● **Set problem**
Put each line of the rows below into a JSON list of strings, one string per line, and leave out any blank lines.

● **Material for the task**
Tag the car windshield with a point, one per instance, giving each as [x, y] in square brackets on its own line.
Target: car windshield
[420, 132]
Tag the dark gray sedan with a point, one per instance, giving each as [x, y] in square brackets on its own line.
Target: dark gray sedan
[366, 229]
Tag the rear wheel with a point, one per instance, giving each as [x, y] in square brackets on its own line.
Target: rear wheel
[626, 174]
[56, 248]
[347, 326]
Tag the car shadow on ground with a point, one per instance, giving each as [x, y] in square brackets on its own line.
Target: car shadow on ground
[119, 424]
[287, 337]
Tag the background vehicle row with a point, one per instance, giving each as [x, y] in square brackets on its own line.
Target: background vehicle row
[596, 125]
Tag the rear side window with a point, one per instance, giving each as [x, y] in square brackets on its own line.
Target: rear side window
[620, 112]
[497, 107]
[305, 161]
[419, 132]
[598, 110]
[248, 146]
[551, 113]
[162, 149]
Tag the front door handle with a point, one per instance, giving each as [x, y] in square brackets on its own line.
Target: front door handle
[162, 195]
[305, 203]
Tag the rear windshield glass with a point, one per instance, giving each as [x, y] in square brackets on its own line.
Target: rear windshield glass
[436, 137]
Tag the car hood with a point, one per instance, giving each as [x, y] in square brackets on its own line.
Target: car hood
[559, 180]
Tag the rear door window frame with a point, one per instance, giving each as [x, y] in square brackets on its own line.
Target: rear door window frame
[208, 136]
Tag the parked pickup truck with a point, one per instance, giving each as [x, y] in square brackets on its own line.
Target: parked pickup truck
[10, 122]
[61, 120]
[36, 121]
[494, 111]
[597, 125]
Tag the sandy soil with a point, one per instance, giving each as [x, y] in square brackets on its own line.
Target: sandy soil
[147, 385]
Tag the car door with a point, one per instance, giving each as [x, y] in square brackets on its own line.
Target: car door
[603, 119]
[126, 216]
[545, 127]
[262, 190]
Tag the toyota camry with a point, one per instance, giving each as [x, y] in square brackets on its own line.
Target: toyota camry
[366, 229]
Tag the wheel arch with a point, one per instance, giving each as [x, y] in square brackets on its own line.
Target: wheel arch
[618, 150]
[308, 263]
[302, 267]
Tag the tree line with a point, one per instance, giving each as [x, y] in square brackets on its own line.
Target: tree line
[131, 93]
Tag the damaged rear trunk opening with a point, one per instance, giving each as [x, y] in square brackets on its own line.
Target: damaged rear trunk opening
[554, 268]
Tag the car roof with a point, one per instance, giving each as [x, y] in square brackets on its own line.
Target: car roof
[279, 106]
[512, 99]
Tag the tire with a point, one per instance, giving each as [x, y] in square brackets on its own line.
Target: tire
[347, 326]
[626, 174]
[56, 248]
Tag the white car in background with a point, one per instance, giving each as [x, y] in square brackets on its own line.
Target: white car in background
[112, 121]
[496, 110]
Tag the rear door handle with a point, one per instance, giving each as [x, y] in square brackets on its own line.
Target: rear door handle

● **Reply to the task**
[
  "Tag the car windshield with a point, one per instance, giving each as [x, y] in square brackets on its own line.",
  "Target: car windshield",
  "[420, 132]",
  "Tag the dark gray sedan with a point, one per instance, giving each as [x, y] in square brackets on its own line.",
  "Target: dark gray sedan",
  "[366, 229]",
  "Tag the rear wheel with a point, one per instance, giving each as [x, y] in square brackets on its own line.",
  "Target: rear wheel",
  "[626, 174]",
  "[56, 248]",
  "[347, 326]",
  "Tag the car shadow on ground with a point, one per instance, giving each as [x, y] in square brackets on its own line.",
  "Target: car shadow on ground",
  "[119, 424]",
  "[287, 337]",
  "Tag the background vehicle row with a point, one per instance, giving each as [x, y] in square brackets on its own line.",
  "Target: background vehicle row",
  "[596, 125]",
  "Tag the rear side window with a point, one per instance, giving each as [x, y] in square brackets on its own line.",
  "Target: rear side window",
  "[620, 112]",
  "[497, 107]",
  "[305, 161]",
  "[419, 132]",
  "[598, 110]",
  "[248, 146]",
  "[551, 113]",
  "[162, 149]",
  "Tag the front door handle with a point, one per instance, giving each as [x, y] in square brackets on its own line.",
  "Target: front door handle",
  "[162, 195]",
  "[305, 203]",
  "Tag the rear windshield glass with a point, one per instance, giving each as [x, y] in square brackets on its own line.",
  "Target: rear windshield glass",
  "[436, 137]",
  "Tag the car hood with a point, one per instance, giving each as [x, y] in square brackets on its own line.",
  "Target: car hood",
  "[559, 180]",
  "Tag the rear door window frame with a point, one per instance, giving each as [x, y] in square brackets on its own line.",
  "Target: rear door window frame",
  "[208, 136]",
  "Tag the parked pickup truck with a point, one per instance, giving each as [x, y] in square brackets on its own line.",
  "Target: parked pickup truck",
  "[10, 122]",
  "[61, 120]",
  "[36, 121]",
  "[494, 111]",
  "[597, 125]",
  "Tag the sandy soil with a point, one per instance, giving each as [x, y] in square brackets on its own line.",
  "Target: sandy soil",
  "[147, 385]",
  "Tag the car door with a point, one per instance, giving each as [x, y] in square brackets on its own line.",
  "Target: car door",
  "[603, 119]",
  "[126, 216]",
  "[545, 127]",
  "[262, 190]",
  "Tag the toyota camry with a point, one per instance, giving each as [x, y] in square brackets on its own line.",
  "Target: toyota camry",
  "[366, 229]",
  "Tag the wheel arch with a point, one per instance, giving each as [x, y] in square brackets on its own line.",
  "Target: wheel arch",
  "[618, 150]",
  "[308, 263]",
  "[302, 267]",
  "Tag the tree line with a point, one per instance, giving each as [x, y] in square brackets on its own line.",
  "Target: tree line",
  "[131, 93]",
  "Tag the damaged rear trunk opening with a point, one per instance, giving each as [x, y] in square brackets on its own line.",
  "Target: damaged rear trunk opening",
  "[554, 268]",
  "Tag the car roof with a point, one per instance, giving each as [x, y] in square brackets on its own line.",
  "Target: car roof",
  "[279, 106]",
  "[512, 99]",
  "Tag the tire with a point, one per instance, giving each as [x, y] in square brackets on its own line.",
  "Target: tire",
  "[347, 326]",
  "[626, 174]",
  "[56, 248]",
  "Tag the white car in background with a point, one per instance, giving each as [x, y] in square brackets on its own line.",
  "Target: white car in background",
  "[112, 121]",
  "[496, 110]",
  "Tag the rear door handle with a point, one per instance, giving each as [x, y] in square brackets on its own line.",
  "Target: rear door handle"
]